(DIRECTIONS FOR THIS TASK)
Print, exactly as they appear, only the lines from the line that contains "Query: vintage truck" through the end of the listing.

(PROVIDED ENTRIES)
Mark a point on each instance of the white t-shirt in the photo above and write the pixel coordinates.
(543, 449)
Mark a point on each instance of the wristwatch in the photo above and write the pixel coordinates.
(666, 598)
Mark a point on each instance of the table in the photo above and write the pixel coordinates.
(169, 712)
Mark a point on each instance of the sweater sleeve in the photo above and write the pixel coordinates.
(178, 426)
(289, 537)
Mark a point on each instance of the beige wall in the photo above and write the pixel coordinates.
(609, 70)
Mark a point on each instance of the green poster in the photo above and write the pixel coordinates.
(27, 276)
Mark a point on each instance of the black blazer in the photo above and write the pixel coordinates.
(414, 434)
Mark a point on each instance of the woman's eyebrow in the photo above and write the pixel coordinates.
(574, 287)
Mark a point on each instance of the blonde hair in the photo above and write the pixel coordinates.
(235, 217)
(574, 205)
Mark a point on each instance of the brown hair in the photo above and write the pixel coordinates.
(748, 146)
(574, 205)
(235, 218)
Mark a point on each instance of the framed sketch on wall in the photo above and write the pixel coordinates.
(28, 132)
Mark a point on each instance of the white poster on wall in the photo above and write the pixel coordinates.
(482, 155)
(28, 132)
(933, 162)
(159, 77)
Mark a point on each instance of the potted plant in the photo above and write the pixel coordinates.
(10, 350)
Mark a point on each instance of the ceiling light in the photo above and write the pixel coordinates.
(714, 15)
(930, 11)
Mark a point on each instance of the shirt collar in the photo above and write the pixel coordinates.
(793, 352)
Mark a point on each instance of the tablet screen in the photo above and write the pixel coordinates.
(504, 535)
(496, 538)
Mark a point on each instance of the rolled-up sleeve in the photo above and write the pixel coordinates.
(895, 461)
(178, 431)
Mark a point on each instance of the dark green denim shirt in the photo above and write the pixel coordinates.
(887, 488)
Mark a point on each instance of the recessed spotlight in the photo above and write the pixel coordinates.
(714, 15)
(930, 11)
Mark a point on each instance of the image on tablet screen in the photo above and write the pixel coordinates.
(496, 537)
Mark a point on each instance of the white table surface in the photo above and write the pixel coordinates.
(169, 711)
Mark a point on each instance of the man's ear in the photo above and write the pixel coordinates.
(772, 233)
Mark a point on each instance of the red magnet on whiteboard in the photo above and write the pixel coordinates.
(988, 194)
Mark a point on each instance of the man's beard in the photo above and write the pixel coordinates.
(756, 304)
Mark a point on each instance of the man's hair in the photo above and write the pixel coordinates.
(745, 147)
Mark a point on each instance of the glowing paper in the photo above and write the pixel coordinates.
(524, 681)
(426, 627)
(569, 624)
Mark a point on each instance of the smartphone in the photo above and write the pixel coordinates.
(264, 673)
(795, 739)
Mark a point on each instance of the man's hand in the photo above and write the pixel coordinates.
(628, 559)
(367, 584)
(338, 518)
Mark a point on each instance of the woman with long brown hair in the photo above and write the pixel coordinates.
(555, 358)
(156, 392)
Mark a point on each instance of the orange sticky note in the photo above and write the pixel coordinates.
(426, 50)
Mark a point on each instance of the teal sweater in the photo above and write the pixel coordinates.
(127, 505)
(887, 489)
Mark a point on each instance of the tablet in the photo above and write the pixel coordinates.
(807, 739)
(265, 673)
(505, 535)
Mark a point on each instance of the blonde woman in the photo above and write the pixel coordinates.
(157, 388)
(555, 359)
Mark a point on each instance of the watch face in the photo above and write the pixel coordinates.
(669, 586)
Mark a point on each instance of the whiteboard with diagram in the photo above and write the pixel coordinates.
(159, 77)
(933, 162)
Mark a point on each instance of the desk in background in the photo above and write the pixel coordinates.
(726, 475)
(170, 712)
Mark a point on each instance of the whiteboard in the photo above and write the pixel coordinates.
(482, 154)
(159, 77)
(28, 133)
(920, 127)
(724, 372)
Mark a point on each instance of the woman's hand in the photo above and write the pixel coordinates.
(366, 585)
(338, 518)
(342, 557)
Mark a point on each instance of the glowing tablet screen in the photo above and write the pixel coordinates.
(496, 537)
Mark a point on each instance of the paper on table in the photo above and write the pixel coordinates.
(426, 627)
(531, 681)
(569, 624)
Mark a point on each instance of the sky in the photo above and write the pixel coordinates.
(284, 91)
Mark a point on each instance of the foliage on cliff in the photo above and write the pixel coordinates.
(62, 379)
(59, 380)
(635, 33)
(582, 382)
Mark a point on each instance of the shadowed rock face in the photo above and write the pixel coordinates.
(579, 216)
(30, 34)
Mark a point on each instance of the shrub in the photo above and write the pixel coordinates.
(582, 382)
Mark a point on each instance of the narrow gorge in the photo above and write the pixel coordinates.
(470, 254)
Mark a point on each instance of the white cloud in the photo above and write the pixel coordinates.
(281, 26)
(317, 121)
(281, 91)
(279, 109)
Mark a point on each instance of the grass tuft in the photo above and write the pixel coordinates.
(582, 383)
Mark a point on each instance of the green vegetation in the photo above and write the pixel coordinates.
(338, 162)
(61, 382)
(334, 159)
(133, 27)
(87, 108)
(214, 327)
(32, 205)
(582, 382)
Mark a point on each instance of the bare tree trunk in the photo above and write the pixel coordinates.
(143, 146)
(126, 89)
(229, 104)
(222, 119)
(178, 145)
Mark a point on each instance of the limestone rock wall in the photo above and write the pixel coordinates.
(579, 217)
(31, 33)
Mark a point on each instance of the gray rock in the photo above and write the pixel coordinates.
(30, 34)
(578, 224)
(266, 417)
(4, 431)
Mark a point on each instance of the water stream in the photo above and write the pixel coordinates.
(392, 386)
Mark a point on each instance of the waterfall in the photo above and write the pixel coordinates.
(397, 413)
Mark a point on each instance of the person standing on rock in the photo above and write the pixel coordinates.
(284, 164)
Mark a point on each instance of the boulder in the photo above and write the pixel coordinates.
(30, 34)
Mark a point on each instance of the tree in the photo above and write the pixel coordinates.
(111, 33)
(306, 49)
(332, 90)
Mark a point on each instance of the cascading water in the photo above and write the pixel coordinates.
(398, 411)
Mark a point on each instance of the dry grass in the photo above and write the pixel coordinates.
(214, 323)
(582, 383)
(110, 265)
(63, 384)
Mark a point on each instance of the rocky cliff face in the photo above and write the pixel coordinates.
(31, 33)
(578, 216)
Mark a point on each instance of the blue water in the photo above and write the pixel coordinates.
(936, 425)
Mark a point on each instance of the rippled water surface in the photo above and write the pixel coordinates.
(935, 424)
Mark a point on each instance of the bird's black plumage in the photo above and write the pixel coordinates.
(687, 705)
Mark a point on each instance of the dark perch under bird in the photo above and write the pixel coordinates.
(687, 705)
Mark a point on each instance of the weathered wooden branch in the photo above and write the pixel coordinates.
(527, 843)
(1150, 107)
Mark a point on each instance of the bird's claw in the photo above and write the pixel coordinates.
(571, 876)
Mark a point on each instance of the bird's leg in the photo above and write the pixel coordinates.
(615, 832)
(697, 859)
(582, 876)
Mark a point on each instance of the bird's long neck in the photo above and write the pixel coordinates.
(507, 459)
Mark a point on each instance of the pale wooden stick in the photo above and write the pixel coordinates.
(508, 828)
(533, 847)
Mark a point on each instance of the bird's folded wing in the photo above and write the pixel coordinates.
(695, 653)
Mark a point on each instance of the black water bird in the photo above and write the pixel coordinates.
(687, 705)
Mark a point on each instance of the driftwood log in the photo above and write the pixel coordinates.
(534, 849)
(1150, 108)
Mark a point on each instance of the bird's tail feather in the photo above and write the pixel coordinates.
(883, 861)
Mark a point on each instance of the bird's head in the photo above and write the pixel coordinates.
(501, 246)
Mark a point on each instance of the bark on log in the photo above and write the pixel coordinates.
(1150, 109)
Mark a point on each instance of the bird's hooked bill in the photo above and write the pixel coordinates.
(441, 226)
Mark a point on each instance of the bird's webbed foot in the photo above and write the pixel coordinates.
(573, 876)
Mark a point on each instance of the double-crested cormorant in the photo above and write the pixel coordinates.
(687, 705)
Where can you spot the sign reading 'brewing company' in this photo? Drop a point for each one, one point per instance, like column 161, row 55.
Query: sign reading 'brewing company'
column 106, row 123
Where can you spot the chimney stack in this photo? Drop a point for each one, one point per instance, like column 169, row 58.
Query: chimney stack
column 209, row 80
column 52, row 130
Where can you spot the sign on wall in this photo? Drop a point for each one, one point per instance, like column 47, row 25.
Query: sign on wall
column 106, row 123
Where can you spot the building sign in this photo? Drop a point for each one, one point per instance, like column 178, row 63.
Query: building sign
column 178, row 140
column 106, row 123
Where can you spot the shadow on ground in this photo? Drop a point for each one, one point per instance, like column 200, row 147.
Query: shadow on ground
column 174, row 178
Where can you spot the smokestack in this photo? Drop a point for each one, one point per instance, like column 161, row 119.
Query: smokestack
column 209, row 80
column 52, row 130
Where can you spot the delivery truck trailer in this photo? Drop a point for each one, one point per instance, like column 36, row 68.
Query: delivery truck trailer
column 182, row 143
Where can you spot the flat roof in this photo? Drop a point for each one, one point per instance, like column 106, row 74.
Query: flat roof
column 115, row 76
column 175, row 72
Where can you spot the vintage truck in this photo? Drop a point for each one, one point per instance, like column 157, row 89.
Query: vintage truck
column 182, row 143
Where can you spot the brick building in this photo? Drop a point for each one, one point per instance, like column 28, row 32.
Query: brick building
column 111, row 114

(RESPONSE BELOW)
Query: vintage truck
column 182, row 143
Where can you spot the brick building in this photo? Drop a point for each one, one point per instance, like column 28, row 32.
Query: brick building
column 111, row 114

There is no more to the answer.